### Brief
I would like every entry below written out exactly.

### Data for review
::::

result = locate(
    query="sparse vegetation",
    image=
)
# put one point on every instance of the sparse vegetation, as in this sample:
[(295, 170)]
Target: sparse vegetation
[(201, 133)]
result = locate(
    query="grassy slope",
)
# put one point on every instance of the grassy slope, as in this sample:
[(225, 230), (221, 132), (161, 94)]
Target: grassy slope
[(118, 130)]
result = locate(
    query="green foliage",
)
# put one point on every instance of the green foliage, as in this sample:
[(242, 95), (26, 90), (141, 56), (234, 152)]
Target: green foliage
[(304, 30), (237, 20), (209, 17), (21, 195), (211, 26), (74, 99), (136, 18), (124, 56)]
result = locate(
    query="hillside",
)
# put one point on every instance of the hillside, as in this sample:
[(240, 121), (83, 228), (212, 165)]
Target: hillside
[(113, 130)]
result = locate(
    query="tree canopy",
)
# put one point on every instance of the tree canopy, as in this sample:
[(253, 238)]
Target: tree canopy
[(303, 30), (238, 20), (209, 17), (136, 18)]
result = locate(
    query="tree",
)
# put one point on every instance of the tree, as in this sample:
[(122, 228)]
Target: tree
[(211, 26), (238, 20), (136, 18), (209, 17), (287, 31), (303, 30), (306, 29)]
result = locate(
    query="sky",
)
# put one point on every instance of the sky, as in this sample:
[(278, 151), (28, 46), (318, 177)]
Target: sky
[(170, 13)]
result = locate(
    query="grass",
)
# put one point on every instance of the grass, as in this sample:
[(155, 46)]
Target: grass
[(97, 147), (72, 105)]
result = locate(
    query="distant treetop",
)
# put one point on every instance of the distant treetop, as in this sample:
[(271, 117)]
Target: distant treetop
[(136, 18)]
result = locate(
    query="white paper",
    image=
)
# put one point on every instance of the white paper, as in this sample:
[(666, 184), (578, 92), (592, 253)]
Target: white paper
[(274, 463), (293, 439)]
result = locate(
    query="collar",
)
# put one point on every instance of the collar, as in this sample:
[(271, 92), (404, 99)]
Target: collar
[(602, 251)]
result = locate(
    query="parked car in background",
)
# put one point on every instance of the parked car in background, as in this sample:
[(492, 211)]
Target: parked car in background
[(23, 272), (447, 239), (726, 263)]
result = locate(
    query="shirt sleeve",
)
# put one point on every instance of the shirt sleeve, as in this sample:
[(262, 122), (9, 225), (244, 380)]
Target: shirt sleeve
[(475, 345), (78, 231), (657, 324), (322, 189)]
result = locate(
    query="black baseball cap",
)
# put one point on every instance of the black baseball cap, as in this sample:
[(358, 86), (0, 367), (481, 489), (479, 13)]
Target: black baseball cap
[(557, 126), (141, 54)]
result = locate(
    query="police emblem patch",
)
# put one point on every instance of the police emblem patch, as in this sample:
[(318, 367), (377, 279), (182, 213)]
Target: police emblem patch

::::

### Task response
result = locate(
    query="sparse vegetation",
    image=
)
# put one point on every instance of the sparse vegetation, as in this sample:
[(295, 170)]
Target: sparse vegetation
[(201, 133)]
result = locate(
    query="grassy slope",
)
# put one point on every instance of the grassy slope, as in this sample:
[(225, 230), (221, 132), (161, 94)]
Target: grassy slope
[(118, 130)]
result = locate(
    query="green foliage",
)
# put one point on every instance of the green foliage, as in this sample:
[(242, 95), (26, 90), (141, 56), (234, 152)]
Target: green foliage
[(304, 30), (237, 20), (209, 17), (21, 195), (211, 26), (74, 99), (136, 18), (124, 56)]
result = locate(
    query="hillside",
)
# put one point on every instance of the hillside, as in this sample:
[(240, 121), (83, 228), (212, 165)]
Target: hillside
[(113, 130)]
result = locate(
    query="tree canopy",
)
# put one point on every instance of the tree canopy, as in this sample:
[(253, 238)]
Target: tree canopy
[(303, 30), (238, 20), (209, 17), (136, 18)]
result = locate(
    query="tree",
)
# put one point on every instance of the tree, as in this sample:
[(122, 228)]
Target: tree
[(211, 26), (238, 20), (136, 18), (209, 17), (287, 31), (303, 30), (306, 29)]
result = locate(
    query="sky",
)
# put one point on every instance of the sky, as in this sample:
[(278, 151), (28, 46), (318, 177)]
Target: sky
[(170, 13)]
result = locate(
    query="grass",
)
# put one point on every instance of the grass, as in this sample:
[(155, 46)]
Target: grass
[(97, 147), (72, 105)]
result = locate(
    query="distant treetop",
)
# put one point on every instance of the distant treetop, as in this sample:
[(271, 117)]
Target: distant treetop
[(136, 18)]
result = locate(
    query="white paper",
    image=
)
# put one point on every instance of the white paper, as in this sample:
[(666, 184), (578, 92), (592, 253)]
Target: white paper
[(274, 463), (293, 439)]
result = locate(
    query="collar",
)
# put one point on every instance of the collar, as in this sample:
[(271, 92), (404, 99)]
Target: collar
[(602, 251)]
result = locate(
    query="parked car in background",
)
# put one point on every instance of the parked car in background, as in this sample:
[(492, 211)]
Target: parked car in background
[(23, 272), (447, 239), (726, 263)]
result = locate(
    query="shirt sleeve",
)
# put one point on every instance of the shirt sleeve, as in this sample:
[(262, 122), (9, 225), (244, 380)]
Target: shirt sleeve
[(475, 345), (78, 231), (657, 324), (322, 189)]
result = locate(
    query="black baseball cap",
)
# put one point on every instance of the black baseball cap, as in this sample:
[(358, 86), (0, 367), (481, 489), (479, 13)]
Target: black baseball cap
[(557, 126), (141, 54)]
result = locate(
    query="police emblem patch",
)
# put one point on every instance of the police emblem patch, as in this sample:
[(318, 367), (377, 279), (182, 213)]
Target: police emblem patch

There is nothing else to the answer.